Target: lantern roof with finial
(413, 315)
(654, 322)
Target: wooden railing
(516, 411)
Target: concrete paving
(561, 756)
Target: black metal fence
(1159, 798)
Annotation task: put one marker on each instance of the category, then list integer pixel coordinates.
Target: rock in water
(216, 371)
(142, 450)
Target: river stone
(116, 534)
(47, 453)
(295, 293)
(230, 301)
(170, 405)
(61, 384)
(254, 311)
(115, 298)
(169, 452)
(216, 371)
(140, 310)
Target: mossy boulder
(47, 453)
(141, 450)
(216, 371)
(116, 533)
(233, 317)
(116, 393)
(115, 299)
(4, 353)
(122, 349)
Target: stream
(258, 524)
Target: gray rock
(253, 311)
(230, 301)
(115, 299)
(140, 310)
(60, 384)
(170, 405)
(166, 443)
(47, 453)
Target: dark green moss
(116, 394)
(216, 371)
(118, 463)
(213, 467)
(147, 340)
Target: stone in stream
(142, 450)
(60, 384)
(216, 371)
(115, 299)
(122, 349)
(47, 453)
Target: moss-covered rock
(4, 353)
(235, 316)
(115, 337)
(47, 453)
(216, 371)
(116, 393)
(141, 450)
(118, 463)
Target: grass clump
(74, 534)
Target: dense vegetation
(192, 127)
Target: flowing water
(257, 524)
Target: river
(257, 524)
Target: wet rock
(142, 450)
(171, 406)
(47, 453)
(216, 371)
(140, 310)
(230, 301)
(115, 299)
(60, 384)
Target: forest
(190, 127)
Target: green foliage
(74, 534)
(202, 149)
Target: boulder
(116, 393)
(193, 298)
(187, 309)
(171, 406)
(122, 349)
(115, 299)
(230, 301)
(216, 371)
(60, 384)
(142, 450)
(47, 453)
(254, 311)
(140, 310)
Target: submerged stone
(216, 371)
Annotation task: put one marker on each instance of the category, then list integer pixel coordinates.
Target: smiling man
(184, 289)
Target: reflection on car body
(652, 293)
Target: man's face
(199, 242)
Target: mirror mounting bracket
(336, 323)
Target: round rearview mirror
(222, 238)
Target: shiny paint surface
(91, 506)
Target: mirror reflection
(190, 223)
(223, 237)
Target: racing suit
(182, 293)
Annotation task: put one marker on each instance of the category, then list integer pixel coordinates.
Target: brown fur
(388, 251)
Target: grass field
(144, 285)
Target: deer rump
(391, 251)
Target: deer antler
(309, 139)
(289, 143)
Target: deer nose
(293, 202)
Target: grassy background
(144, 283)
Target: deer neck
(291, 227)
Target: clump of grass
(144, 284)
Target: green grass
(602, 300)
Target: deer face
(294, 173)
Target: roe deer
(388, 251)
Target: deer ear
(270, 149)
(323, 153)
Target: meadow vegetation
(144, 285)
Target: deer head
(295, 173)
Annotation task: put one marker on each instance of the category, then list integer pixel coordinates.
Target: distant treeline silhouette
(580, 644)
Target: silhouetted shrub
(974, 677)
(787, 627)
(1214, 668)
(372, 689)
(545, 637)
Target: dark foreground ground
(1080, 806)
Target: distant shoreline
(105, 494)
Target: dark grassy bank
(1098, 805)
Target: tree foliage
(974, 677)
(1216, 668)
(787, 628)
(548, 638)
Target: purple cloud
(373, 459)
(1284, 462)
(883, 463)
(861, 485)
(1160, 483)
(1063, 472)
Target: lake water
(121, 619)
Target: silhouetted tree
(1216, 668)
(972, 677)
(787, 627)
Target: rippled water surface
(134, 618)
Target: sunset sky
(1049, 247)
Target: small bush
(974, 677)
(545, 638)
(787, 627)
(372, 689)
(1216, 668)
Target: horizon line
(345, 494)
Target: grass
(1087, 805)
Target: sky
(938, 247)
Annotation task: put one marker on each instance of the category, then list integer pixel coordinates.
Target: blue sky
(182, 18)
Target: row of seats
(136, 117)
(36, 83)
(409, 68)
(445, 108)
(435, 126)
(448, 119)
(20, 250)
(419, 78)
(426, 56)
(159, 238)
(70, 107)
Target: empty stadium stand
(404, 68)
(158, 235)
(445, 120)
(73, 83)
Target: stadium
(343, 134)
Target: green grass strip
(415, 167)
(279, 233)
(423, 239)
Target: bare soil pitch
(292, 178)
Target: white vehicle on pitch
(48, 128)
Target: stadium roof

- **Task requirements**
Reproduce the material verbatim, line by line.

- **Solution to the problem**
Target: lantern roof with finial
(413, 315)
(654, 322)
Target: wooden railing
(516, 411)
Target: concrete paving
(561, 756)
Target: black metal fence
(1159, 798)
Annotation task: put one marker on each instance of the category, then list integer pixel coordinates.
Target: rock in water
(216, 371)
(142, 450)
Target: river stone
(116, 534)
(47, 453)
(295, 293)
(230, 301)
(170, 405)
(61, 384)
(254, 311)
(115, 298)
(169, 452)
(216, 371)
(140, 310)
Target: mossy boulder
(47, 453)
(141, 450)
(216, 371)
(116, 533)
(233, 317)
(116, 393)
(115, 299)
(4, 353)
(122, 349)
Target: stream
(258, 524)
Target: gray rock
(253, 311)
(230, 301)
(115, 299)
(140, 310)
(60, 384)
(170, 405)
(166, 443)
(47, 453)
Target: dark green moss
(116, 394)
(216, 371)
(118, 463)
(213, 467)
(147, 340)
Target: stone in stream
(142, 450)
(60, 384)
(216, 371)
(115, 299)
(122, 349)
(47, 453)
Target: moss-covered rock
(4, 353)
(235, 316)
(115, 337)
(47, 453)
(216, 371)
(116, 393)
(141, 450)
(118, 463)
Target: grass clump
(74, 534)
Target: dense vegetation
(192, 127)
Target: flowing water
(257, 524)
Target: river
(257, 524)
Target: wet rock
(142, 450)
(171, 406)
(47, 453)
(216, 371)
(140, 310)
(230, 301)
(115, 299)
(60, 384)
Target: forest
(190, 127)
Target: green foliage
(74, 534)
(202, 149)
Target: boulder
(116, 393)
(193, 298)
(187, 309)
(171, 406)
(122, 349)
(115, 299)
(230, 301)
(216, 371)
(60, 384)
(142, 450)
(47, 453)
(254, 311)
(140, 310)
Target: submerged stone
(216, 371)
Annotation task: put one marker on each instance of the category, then list integer pixel coordinates.
Target: smiling man
(184, 289)
Target: reflection on car body
(652, 293)
Target: man's face
(199, 242)
Target: mirror mounting bracket
(336, 323)
Target: round rearview mirror
(222, 238)
Target: shiny paint surface
(91, 506)
Target: mirror reflection
(190, 223)
(223, 237)
Target: racing suit
(182, 293)
Annotation task: put one marker on each instance of the category, then list integer pixel coordinates.
Target: brown fur
(388, 251)
Target: grass field
(144, 285)
Target: deer rump
(391, 251)
Target: deer antler
(309, 139)
(289, 143)
Target: deer nose
(293, 202)
Target: grassy background
(144, 283)
Target: deer neck
(291, 227)
Target: clump of grass
(144, 284)
Target: green grass
(602, 300)
Target: deer face
(294, 173)
Target: roe deer
(388, 251)
Target: deer ear
(270, 149)
(323, 153)
Target: meadow vegetation
(144, 285)
Target: deer head
(295, 173)
Annotation task: put one marker on each instance of the category, then list integer pixel coordinates.
Target: distant treeline silhouette
(580, 644)
Target: silhouetted shrub
(974, 677)
(787, 627)
(1214, 668)
(372, 689)
(545, 637)
Target: dark foreground ground
(1080, 806)
Target: distant shoreline
(105, 494)
Target: dark grassy bank
(1098, 805)
Target: tree foliage
(974, 677)
(1216, 668)
(787, 628)
(548, 638)
Target: purple cloud
(373, 459)
(1284, 462)
(883, 463)
(861, 485)
(1160, 483)
(1063, 472)
Target: lake water
(121, 619)
Target: silhouetted tree
(1216, 668)
(972, 677)
(787, 627)
Target: rippled water surface
(134, 618)
Target: sunset sky
(1049, 247)
Target: small bush
(974, 677)
(545, 638)
(787, 627)
(372, 689)
(1216, 668)
Target: horizon line
(345, 494)
Target: grass
(1087, 805)
Target: sky
(938, 247)
Annotation task: put one marker on each instance of the category, then list integer pixel coordinates.
Target: blue sky
(182, 18)
Target: row of seats
(136, 117)
(36, 83)
(409, 68)
(445, 108)
(435, 126)
(448, 119)
(20, 250)
(419, 78)
(426, 56)
(159, 238)
(70, 107)
Target: empty stadium stand
(404, 68)
(158, 235)
(445, 120)
(73, 83)
Target: stadium
(343, 134)
Target: green grass strip
(415, 167)
(279, 233)
(423, 239)
Target: bare soil pitch
(292, 178)
Target: white vehicle on pitch
(48, 128)
Target: stadium roof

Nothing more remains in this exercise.